Daftar Tugas:
• 1. Salinlah bagian teks bacaan mulai dari "Restoran bernama Bawabet" sampai dengan "menggunakan kapal karet." tanpa mengubah apa pun.
• 2. Terjemahkan kalimat dari teks bacaan berikut ke dalam bahasa Inggris: "Restoran bernama Bawabet Al Dimashq (Gerbang Damaskus) itu masih memegang rekor Guinness Book of Records karena mampu menampung lebih dari 6.000 orang."

=== Teks Bacaan ===

Hadirkan Selera Kuliner Arab di Kamp Pengungsi

Senin, 26 Desember 2016 - 17:42 WIB
Hadirkan Selera Kuliner...
Hadirkan Selera Kuliner Arab di Kamp Pengungsi
A A A
ATHENA - Sebelum menempuh ”jalur kematian” untuk melarikan diri dari Suriah, Talal Rankoussi merupakan koki ternama di restoran terbesar di dunia yang berlokasi di Damaskus.

Restoran bernama Bawabet Al Dimashq (Gerbang Damaskus) itu masih memegang rekor Guinness Book of Records karena mampu menampung lebih dari 6.000 orang. Rankoussi, 41, kini membantu lembaga amal Amerika Serikat (AS) untuk memasak bagi ratusan keluarga Suriah di kamp pengungsi Ritsona, di dekat Athena. Ayah tiga anak itu tiba di Yunani setelah melintasi Aegean pada Februari lalu dalam jalur kematian dengan menggunakan kapal karet.

=== Blok Data ===

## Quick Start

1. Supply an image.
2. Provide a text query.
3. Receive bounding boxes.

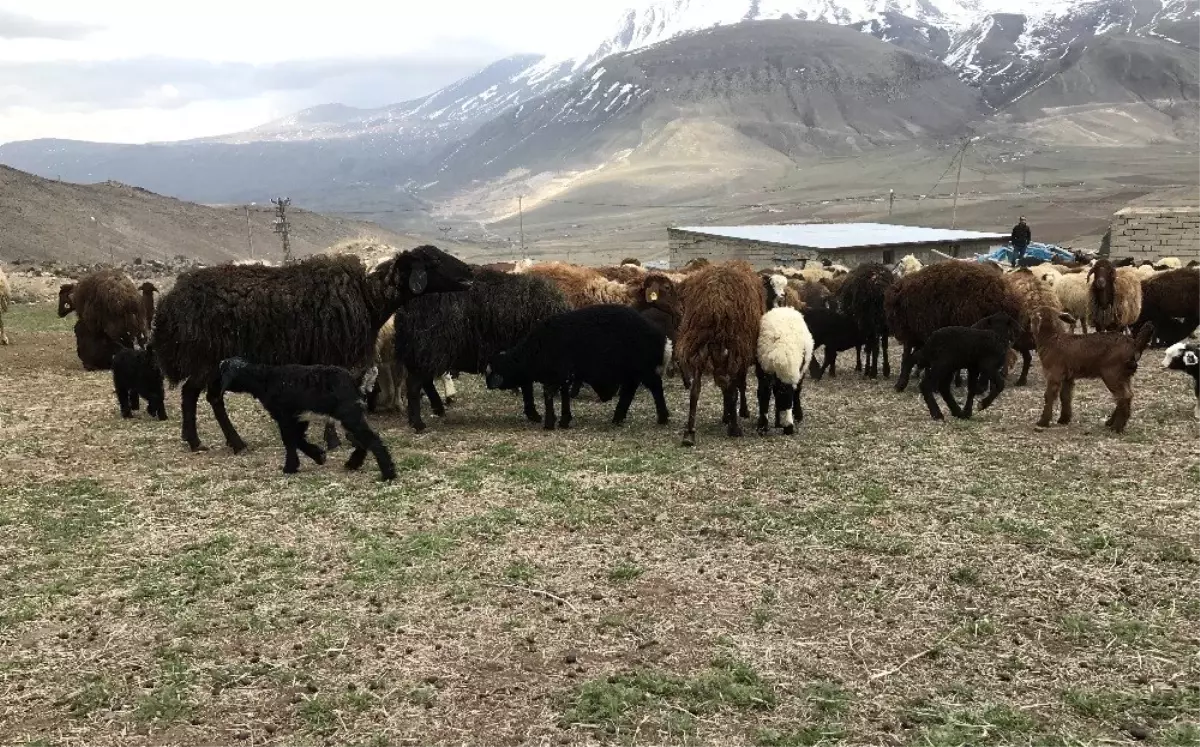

===

Jawaban Tiap Tugas:
• 1.
Restoran bernama Bawabet Al Dimashq (Gerbang Damaskus) itu masih memegang rekor Guinness Book of Records karena mampu menampung lebih dari 6.000 orang. Rankoussi, 41, kini membantu lembaga amal Amerika Serikat (AS) untuk memasak bagi ratusan keluarga Suriah di kamp pengungsi Ritsona, di dekat Athena. Ayah tiga anak itu tiba di Yunani setelah melintasi Aegean pada Februari lalu dalam jalur kematian dengan menggunakan kapal karet.

• 2. The restaurant named Bawabet Al Dimashq (Damascus Gate) still holds a record in the Guinness Book of Records because it can accommodate more than 6,000 people.